Problem to solve
Below are the records. Reproduce exactly the lines from the one containing "of the high" through the final line, and omit any pictures.

— BEGIN Input rows —

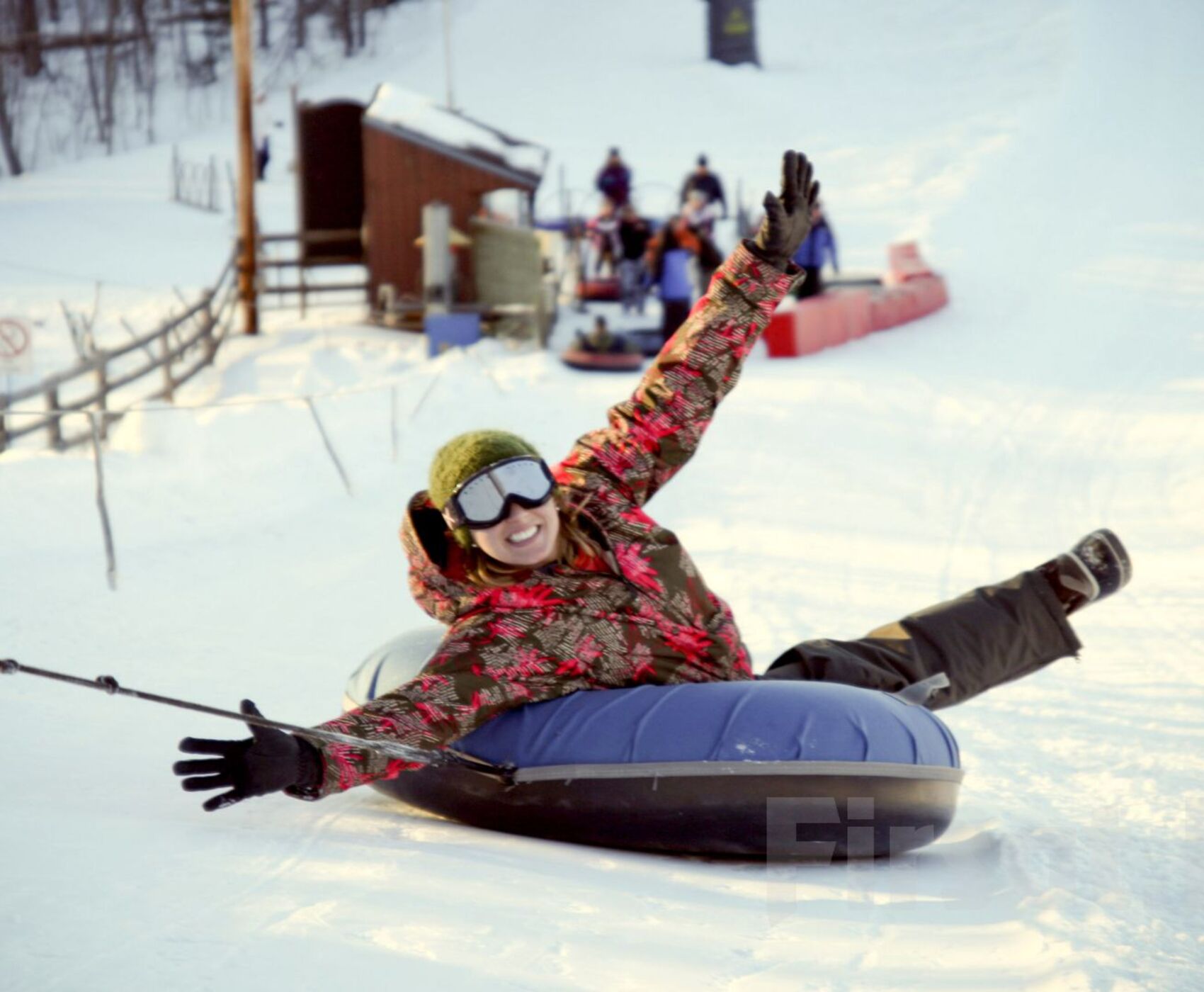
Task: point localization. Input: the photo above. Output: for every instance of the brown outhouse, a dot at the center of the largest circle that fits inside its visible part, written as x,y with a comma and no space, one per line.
414,153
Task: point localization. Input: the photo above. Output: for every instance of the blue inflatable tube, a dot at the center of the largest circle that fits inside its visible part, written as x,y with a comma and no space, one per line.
786,770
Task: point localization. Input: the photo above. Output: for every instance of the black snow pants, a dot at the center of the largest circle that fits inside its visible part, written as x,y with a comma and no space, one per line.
987,637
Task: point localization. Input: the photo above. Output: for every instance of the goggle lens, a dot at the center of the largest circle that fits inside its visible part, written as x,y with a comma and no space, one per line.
483,500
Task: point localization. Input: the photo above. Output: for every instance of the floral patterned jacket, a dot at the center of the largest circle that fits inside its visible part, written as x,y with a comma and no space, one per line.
642,616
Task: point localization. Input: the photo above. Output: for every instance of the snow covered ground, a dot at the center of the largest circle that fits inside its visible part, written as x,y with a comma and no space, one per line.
1044,153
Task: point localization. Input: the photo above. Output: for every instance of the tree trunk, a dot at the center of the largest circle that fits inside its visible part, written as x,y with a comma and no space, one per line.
111,74
91,72
30,30
8,127
299,41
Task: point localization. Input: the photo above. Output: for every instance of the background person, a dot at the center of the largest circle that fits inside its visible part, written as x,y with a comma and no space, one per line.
614,180
706,182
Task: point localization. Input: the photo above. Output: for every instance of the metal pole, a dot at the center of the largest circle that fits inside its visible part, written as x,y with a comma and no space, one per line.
240,27
447,52
423,756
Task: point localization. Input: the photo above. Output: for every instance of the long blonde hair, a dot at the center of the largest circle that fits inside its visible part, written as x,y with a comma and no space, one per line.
572,541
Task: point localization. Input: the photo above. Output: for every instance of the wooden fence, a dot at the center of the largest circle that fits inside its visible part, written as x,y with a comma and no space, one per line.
177,349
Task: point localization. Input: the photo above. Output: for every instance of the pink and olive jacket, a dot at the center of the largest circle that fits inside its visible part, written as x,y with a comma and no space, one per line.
642,614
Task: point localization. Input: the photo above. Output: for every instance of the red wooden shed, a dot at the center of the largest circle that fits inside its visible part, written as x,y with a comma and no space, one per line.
414,153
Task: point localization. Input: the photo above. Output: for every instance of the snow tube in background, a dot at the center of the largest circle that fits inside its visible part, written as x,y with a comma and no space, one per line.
601,361
785,770
602,289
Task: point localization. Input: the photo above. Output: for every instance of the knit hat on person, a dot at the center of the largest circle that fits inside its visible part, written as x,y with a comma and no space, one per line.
465,456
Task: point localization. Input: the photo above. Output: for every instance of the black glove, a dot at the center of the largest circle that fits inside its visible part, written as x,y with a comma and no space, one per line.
265,762
788,220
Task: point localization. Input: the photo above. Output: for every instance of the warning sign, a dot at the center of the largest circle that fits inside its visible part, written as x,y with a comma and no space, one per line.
731,32
16,347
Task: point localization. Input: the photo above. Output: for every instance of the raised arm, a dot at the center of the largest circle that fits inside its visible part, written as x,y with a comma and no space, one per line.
652,435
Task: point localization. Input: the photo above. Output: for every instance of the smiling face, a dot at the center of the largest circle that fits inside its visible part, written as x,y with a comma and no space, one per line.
526,539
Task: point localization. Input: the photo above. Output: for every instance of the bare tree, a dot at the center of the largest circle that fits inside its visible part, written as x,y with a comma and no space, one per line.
29,32
10,115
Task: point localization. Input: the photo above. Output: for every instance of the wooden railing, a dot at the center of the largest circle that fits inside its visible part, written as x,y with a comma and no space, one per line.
301,288
177,349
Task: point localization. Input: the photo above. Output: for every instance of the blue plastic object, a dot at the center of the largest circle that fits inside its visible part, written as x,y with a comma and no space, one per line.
449,330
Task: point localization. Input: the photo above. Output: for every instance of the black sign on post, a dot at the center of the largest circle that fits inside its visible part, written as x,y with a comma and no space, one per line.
732,32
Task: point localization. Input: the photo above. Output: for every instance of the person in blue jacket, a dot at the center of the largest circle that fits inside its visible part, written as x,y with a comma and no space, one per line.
614,180
813,253
674,249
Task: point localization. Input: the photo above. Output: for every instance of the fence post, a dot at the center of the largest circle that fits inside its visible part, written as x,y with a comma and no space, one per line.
103,399
169,383
55,420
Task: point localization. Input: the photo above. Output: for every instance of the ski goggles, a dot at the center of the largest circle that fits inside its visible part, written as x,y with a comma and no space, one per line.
484,499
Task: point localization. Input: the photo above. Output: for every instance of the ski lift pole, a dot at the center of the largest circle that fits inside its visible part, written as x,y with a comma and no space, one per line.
108,684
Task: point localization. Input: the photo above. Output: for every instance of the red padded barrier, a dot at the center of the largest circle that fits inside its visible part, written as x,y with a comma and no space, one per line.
779,336
911,291
856,310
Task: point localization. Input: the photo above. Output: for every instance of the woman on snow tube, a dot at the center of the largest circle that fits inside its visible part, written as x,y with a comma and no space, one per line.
552,580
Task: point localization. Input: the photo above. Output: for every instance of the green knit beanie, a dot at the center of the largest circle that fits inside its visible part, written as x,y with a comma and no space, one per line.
465,456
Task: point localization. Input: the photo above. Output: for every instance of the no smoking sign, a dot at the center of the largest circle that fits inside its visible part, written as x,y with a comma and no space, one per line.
16,347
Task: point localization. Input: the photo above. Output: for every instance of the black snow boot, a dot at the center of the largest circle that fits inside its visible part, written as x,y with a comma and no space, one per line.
1094,568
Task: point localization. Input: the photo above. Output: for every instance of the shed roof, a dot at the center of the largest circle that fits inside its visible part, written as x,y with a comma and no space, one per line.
417,118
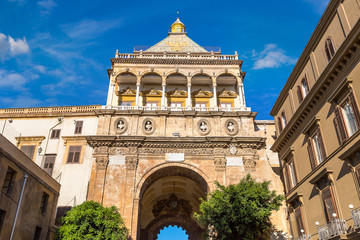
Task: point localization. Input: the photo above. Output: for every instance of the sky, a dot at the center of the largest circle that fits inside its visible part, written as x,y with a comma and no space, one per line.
55,53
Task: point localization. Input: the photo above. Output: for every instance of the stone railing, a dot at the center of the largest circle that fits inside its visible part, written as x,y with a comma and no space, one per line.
356,217
39,110
209,56
202,109
334,228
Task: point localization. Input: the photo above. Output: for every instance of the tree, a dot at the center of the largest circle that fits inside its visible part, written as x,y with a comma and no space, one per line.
240,211
90,220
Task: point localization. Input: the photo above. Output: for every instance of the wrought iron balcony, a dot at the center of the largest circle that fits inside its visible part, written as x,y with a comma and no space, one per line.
334,228
177,109
356,217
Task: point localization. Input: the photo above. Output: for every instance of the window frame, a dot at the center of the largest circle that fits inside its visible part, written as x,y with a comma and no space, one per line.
329,49
55,134
79,127
341,120
314,159
44,203
74,154
11,182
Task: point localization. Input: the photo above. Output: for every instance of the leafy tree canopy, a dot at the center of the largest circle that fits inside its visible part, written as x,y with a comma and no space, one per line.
90,220
240,211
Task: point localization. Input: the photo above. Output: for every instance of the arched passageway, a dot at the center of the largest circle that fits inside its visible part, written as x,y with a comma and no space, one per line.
170,196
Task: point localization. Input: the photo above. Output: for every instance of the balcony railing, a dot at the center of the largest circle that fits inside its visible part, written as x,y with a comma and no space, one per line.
356,217
177,109
334,228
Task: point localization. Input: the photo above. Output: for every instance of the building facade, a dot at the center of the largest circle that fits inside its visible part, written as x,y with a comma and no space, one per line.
28,197
317,121
175,122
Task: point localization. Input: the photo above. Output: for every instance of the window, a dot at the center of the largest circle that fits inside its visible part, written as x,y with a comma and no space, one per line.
290,175
37,233
29,150
299,221
316,149
9,181
329,49
74,154
49,163
2,218
78,127
126,104
55,133
347,120
44,203
329,204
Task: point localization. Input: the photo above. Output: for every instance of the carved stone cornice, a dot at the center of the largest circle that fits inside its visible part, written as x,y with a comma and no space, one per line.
131,162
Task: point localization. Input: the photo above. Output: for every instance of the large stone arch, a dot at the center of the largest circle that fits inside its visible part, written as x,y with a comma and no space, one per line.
150,225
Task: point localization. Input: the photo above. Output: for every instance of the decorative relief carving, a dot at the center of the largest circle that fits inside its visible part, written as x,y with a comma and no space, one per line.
231,127
102,162
173,207
220,163
148,126
121,125
204,127
131,162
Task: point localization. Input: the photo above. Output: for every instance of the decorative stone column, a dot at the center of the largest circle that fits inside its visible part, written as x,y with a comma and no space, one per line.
189,104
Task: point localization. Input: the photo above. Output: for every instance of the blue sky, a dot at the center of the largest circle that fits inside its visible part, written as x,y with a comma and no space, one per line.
55,53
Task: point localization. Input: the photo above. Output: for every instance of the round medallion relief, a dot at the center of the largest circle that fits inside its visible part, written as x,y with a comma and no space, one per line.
121,125
148,126
203,127
231,127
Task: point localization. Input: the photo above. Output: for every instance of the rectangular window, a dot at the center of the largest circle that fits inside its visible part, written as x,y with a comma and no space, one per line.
2,218
55,134
74,154
44,203
37,234
304,87
293,178
9,181
329,204
127,104
299,221
316,149
29,150
78,127
49,163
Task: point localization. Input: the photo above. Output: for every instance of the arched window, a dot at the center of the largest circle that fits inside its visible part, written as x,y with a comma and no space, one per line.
329,49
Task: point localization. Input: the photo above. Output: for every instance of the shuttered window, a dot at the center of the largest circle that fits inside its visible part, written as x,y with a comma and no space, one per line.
329,49
28,150
49,163
55,133
316,149
78,127
347,118
74,154
329,204
299,221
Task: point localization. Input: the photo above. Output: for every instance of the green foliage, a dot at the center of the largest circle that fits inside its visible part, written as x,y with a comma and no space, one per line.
240,211
90,220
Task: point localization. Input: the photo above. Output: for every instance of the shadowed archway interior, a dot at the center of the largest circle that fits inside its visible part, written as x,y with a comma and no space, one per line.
170,196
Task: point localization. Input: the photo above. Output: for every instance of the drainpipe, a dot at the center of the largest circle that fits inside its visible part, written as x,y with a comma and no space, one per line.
18,207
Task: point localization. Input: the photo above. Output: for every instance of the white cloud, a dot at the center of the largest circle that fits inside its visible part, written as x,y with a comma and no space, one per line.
271,57
46,6
12,80
90,29
10,47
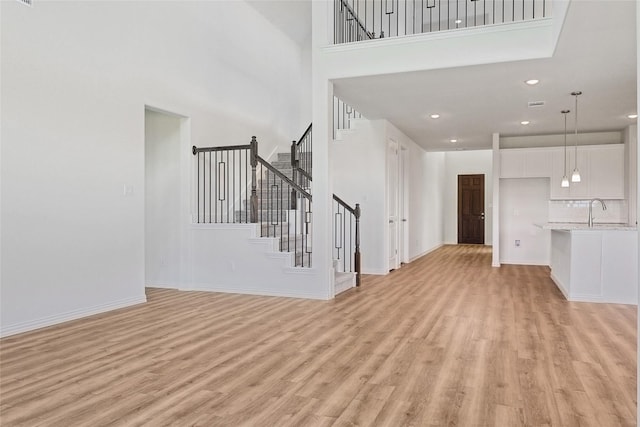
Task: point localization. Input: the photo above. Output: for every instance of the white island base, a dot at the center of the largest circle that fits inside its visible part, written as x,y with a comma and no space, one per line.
596,265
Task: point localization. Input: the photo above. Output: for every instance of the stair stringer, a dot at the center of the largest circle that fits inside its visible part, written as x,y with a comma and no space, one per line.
231,258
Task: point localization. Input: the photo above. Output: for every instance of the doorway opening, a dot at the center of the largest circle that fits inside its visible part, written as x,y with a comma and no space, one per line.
471,209
164,197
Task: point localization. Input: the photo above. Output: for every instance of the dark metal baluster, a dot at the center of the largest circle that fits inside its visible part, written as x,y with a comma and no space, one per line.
475,14
215,206
210,166
262,177
246,187
254,194
357,252
350,242
226,196
398,17
198,184
344,247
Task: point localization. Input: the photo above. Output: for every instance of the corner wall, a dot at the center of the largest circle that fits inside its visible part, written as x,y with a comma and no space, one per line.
76,77
460,163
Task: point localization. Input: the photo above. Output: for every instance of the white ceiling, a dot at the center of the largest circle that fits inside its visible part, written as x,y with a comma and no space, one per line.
596,54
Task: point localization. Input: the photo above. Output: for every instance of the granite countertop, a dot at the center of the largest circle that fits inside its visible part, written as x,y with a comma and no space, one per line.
568,226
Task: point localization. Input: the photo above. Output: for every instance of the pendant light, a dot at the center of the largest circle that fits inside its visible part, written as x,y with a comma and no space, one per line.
575,176
565,180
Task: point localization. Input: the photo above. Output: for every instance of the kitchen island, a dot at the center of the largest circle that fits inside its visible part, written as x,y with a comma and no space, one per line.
595,264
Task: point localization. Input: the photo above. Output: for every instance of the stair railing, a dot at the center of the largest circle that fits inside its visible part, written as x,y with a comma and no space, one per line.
346,237
301,158
357,20
229,189
348,27
343,113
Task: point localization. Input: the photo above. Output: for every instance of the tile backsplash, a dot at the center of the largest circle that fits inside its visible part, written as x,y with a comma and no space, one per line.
578,211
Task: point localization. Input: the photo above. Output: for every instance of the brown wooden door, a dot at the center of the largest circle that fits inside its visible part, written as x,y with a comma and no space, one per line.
471,209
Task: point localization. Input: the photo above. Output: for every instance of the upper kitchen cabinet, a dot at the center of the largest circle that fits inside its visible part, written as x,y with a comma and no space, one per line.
576,190
525,163
601,169
606,171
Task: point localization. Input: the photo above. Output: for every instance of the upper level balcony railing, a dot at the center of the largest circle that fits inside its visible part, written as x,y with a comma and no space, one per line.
357,20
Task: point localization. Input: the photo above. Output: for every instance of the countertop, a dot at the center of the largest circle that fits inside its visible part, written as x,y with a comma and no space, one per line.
568,226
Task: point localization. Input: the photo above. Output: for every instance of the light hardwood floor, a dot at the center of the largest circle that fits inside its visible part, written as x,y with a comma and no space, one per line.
446,340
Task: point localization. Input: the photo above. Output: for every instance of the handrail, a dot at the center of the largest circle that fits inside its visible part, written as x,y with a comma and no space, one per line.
304,173
235,185
361,20
345,204
341,241
301,158
355,16
304,135
343,31
195,150
283,177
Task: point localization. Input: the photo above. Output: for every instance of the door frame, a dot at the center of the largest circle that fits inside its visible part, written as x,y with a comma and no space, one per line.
483,213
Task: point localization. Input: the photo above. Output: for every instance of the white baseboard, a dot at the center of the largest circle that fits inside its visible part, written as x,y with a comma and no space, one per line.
560,285
43,322
261,291
520,262
375,271
161,286
428,251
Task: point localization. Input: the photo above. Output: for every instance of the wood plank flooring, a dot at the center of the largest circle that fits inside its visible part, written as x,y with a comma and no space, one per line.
444,341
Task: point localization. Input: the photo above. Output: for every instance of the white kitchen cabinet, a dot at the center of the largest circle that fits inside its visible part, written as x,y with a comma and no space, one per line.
576,190
606,172
601,169
525,163
538,164
512,163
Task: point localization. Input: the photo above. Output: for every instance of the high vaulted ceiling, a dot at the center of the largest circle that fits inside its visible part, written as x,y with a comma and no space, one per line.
596,54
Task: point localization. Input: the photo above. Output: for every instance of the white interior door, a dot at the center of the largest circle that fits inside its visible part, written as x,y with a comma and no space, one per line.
403,240
392,202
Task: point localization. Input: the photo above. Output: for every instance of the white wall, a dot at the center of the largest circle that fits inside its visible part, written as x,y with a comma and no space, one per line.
358,166
76,77
523,203
425,195
630,136
162,200
359,176
463,163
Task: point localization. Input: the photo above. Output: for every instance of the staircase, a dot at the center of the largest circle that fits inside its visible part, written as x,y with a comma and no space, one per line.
236,186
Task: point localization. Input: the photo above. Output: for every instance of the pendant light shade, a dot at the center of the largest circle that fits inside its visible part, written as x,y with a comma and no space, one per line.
575,176
565,180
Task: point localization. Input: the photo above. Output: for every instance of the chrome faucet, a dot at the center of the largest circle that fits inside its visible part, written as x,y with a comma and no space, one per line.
604,208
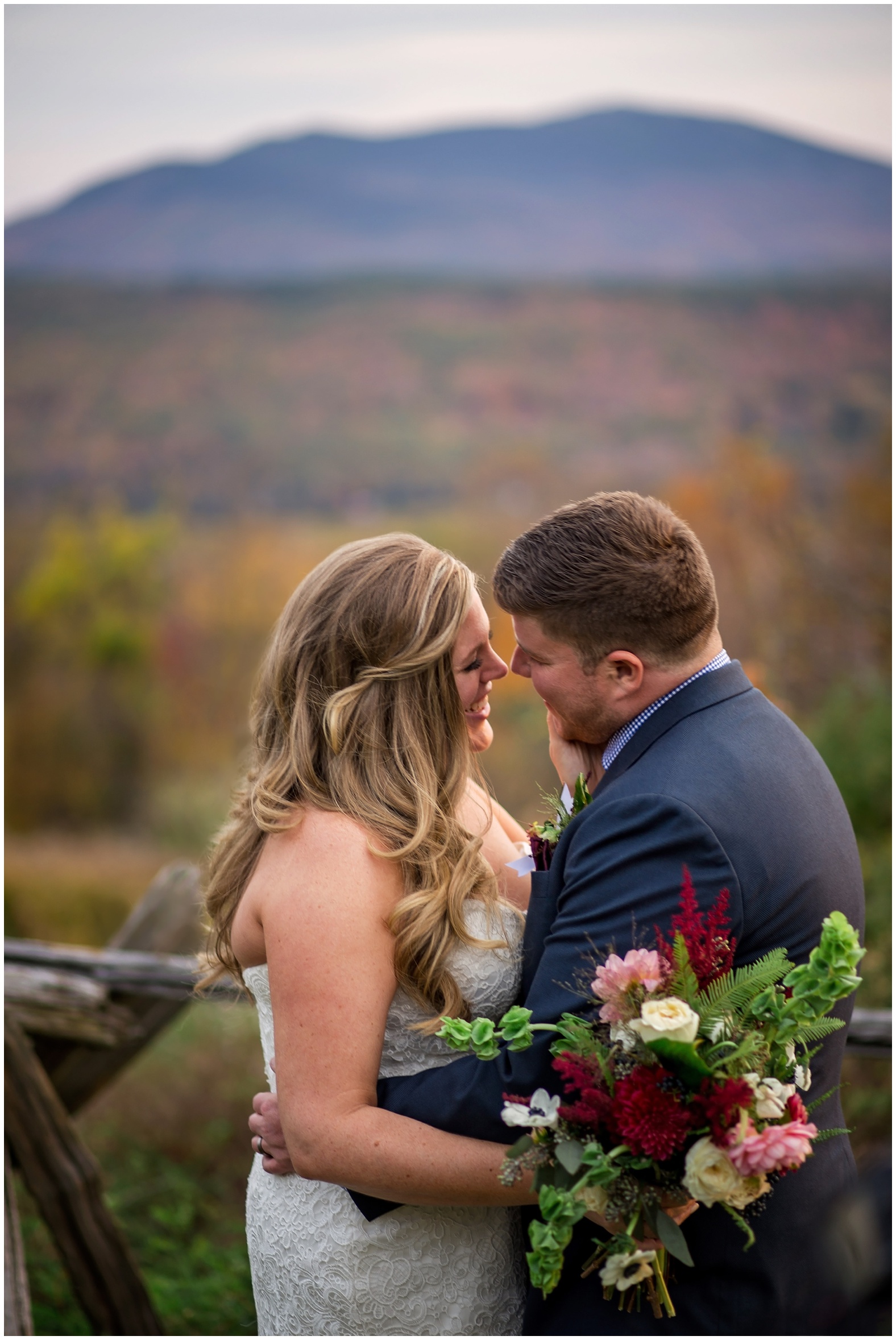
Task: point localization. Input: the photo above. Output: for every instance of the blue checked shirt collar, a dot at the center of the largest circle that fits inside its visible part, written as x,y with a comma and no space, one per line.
618,742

— END Input rows —

Result below
Task: point localization. Input: the photo above. Output: for every instance of the high vaulted ceiling, a dot at the center of the largest circle that fits inside its visible part, written as x,y with a comma and no space, one per line.
596,54
Task: point localization. Input: the photo above. Output: for every instance of the white interior door, a dot at the center of the largest circle that fits inside its visible part, written as x,y with a comma and no space, one per line.
403,240
392,202
Task: point localization. Input: the photo above. Output: for every instance of the white wall, a dot at the center of the largest circle that fits inside its visible part, written as x,y with a comma and no space, one per line.
358,166
76,77
523,203
425,195
630,136
162,200
359,176
463,163
Task: point localization. Input: the photo above. Output: for every instance of the staircase, a dot at the center of the largest circle that fits inside its visible part, written as x,y with a comma and no space, one per line.
236,186
Task: point localization. Input: the photo above. Output: for every instance of the pendant light shade, a dot at the center of the largest circle that fits inside its visible part, written as x,y with a comma and no space, one per line.
575,176
565,180
Task: point localization. Input: the photo above. Output: for every instance of the chrome faucet, a dot at the center of the largest circle that fits inside its visible part, written as x,y with a comma and no space, one per line.
604,208
Task: point localization. Input: the photo above. Output: for every instance of the blue checked shirt collar, a dot at the center of the largest circle that fits inside its visible part, written as x,y with a comma and no space, one per line.
618,742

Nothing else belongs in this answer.